• **Extrait à lire**:
§ §

27-11-2018 14:30 - En attendant la présidentielle de 2019

En attendant la présidentielle de 2019

Abou moussa Pandel - Les contours restent flous autour des candidatures à la présidentielle de 2019. Ni le pouvoir, ni l’opposition ne veulent dévoiler les noms de ces hommes ou femmes qui brigueront le suffrage universel ;

Les mauritaniens se languissent de cette attente et de ce vide et ne savent point comment préparer leur engagement d’un coté ou de l’autre... Est-ce par tactique ou par pure incapacité de le faire ? La seule quasi certitude que les mauritaniens ont, c’est que Mohamed Ould Abdel Aziz a déclaré une énième fois à la presse étrangère qu’il ne sera pas candidat.

Et cette fois, sa déclaration a été assez explicite, pour signifier à tous ces partisans du troisième mandat qu’il les a écoutés de même qu’il a écouté les défenseurs de la limitation et qu’en définitive il a pris fait et cause pour ces derniers.

Mais le hic c’est qu’en habile manœuvrier il a jeté un nouveau pavé dans la marre en précisant que rien ne l’empêche de se représenter à l’issue du prochain mandat quinquennal. Vaste programme pour les constitutionnalistes. Ce n’est point mon propos.

L’échéance de 2019 approche à grands pas et la Mauritanie va vivre un tournant de son histoire politique. Pour la première fois, un président mauritanien va céder un pouvoir non pas par les contingences d’un coup d’Etat ou d’une défaite électorale mais sous le coup d’un article de la constitution difficile à enfreindre à moins de subterfuges et de contournements peu orthodoxes et couteux que Mohamed Ould Abdel Aziz a eu l’intelligence d’éviter et dans l’intérêt général et dans son propre intérêt.

Pour la première fois également, le changement à la tête du pays peut ne pas signifier nécessairement un changement total de cap politique, ni de style de gouvernance, à moins qu’une alternance politique effective permette à un nouveau président élu de ne point appartenir à la famille politique du pouvoir en place ou d’être le protégé sponsorisé par l’actuel président et sa mouvance politique. Tout porte à croire que les mauritaniens, malgré l’acte posé par l’article de la constitution visant justement à favoriser une alternance politique, vont devoir ne pas se méprendre et être en mesure de comprendre certains faits et certains échafaudages politiques.

§ §

• **Matériel fourni**:
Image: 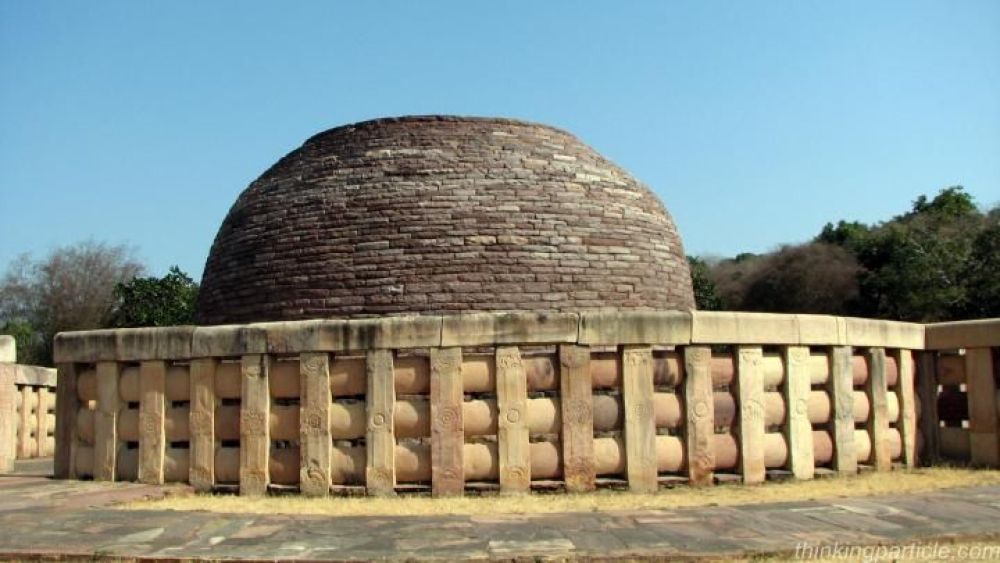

§ §

• **Travail à faire**:
A. Selon l'article sur la présidentielle de 2019, qu'a déclaré Mohamed Ould Abdel Aziz à la presse étrangère ?
B. Reprenez l'article sur la présidentielle mauritanienne de 2019 après sa dernière phrase et poursuivez-le.

• **Réponses par tâche**:
A. Il a déclaré qu'il ne sera pas candidat.

B.
En quittant le pouvoir par astreinte constitutionnelle, donc à contre cœur, le Président Mohamed Ould Abdel Aziz a conservé des atouts qui peuvent lui permettre de mener en maestro, les joutes politiques à venir. D’abord, l’homme a visiblement les moyens financiers suffisants pour sponsoriser une candidature qu’il voudra, deuxièmement, les hommes qu’il a mis en avant pour d’éventuelles candidatures sont ses inconditionnels ; Je vois difficilement comment ils vont s’écarter d’un iota de son giron et de sa prédominance. Le Général Mohamed Ould Ghazounay est qualifié d’alter égo et de l’ami de la première heure et de la dernière heure ; Moulaye Ould Mohamed Laghdaf est un ami sûr, serviable et n’a jamais affiché d’ambitions personnelles à contre courant de celle du Président et Mohamed Ould Baya est l’homme à tout faire. Toute autre personnalité notamment hors de ce cercle restreint pourrait difficilement bénéficier de la confiance de Mohamed Ould Abdel Aziz.

Néanmoins et en bémol à tout cela, depuis quelque temps selon les salons de Nouakchott, le général Ghazouany ferait face à une fronde silencieuse de l’entourage immédiat du Président visant à le discréditer et à lui barrer le chemin de la candidature. L’homme serait pourtant crédité d’une bonne aura au niveau de l’opinion nationale, des officiers de l’armée nationale et bénéficierait de l’aval tacite des capitales occidentales.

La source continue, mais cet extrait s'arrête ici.